* _Given entries_:

· · ·

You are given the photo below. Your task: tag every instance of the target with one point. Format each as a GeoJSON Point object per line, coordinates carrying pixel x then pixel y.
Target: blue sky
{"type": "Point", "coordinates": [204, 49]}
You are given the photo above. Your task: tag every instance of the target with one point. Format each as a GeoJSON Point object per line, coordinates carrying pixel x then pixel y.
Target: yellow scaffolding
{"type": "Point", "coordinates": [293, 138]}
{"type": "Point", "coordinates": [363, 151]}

· · ·

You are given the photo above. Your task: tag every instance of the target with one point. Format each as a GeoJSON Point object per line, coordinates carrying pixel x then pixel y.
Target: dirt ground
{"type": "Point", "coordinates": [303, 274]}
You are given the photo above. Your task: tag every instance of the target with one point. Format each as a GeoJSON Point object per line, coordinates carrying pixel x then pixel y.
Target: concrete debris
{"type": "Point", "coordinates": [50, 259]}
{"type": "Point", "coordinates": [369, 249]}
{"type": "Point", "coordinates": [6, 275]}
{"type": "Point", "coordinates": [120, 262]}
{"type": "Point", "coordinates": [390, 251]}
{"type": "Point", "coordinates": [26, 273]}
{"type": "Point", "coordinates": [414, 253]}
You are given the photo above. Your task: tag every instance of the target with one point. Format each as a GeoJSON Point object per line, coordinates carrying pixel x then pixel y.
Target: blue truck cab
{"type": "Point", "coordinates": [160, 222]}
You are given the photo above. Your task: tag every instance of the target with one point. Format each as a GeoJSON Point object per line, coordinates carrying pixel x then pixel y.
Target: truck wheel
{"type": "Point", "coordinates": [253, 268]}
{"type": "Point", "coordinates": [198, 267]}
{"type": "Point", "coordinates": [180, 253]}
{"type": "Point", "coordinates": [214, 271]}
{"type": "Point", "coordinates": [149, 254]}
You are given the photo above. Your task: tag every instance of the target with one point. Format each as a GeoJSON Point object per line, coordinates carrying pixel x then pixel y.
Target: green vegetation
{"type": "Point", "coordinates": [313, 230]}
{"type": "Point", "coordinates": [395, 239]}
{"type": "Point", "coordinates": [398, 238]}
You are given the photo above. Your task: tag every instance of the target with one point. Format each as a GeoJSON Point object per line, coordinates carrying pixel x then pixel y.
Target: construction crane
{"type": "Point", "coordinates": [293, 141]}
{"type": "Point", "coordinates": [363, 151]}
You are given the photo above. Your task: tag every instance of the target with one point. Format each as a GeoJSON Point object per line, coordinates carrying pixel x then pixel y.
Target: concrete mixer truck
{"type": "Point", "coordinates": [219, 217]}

· · ·

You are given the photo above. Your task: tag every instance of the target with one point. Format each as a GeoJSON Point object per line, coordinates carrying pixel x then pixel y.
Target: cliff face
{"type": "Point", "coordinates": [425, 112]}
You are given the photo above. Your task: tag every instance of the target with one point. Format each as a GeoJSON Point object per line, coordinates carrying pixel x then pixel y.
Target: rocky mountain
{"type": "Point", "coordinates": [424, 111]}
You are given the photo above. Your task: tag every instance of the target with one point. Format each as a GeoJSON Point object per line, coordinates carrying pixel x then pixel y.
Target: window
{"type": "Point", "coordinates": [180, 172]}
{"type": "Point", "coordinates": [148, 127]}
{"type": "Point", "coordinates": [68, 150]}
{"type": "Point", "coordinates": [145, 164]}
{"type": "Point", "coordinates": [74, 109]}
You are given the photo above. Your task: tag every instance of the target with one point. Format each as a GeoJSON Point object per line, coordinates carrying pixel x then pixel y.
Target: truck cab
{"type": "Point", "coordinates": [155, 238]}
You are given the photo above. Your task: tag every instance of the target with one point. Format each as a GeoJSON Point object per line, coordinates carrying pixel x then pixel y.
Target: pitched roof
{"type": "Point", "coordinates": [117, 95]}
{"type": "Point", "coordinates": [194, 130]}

· · ·

* _The exercise_: State how many lines in the data above contain the word "concrete". Give only the number.

* _Output for this task_: 2